* RECORDED INFORMATION *

╭──

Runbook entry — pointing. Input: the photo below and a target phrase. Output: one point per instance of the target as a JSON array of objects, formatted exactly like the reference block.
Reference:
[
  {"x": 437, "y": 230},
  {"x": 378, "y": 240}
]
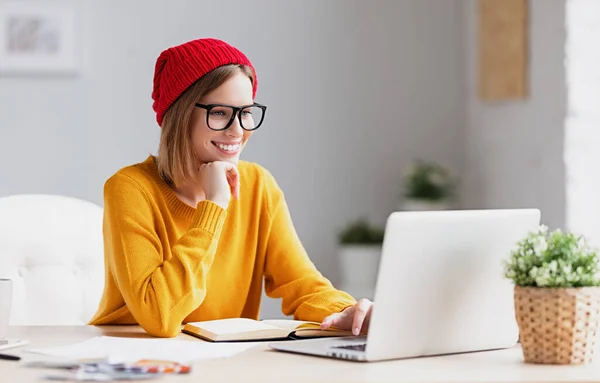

╰──

Convert the data above into a Markdown table with the columns "Row" and "Line": number each line in order and give its text, skipping blank lines. Leave the pictures out of the table.

* FINAL RESULT *
| Row | Line |
|---|---|
| 1 | Runbook entry — pointing. Input: the photo below and a target phrase. Output: one point per instance of the target as a JSON array of objects, formatted exactly like the reference block. |
| 2 | Reference: |
| 3 | [ |
| 4 |   {"x": 437, "y": 230}, |
| 5 |   {"x": 378, "y": 240} |
| 6 | ] |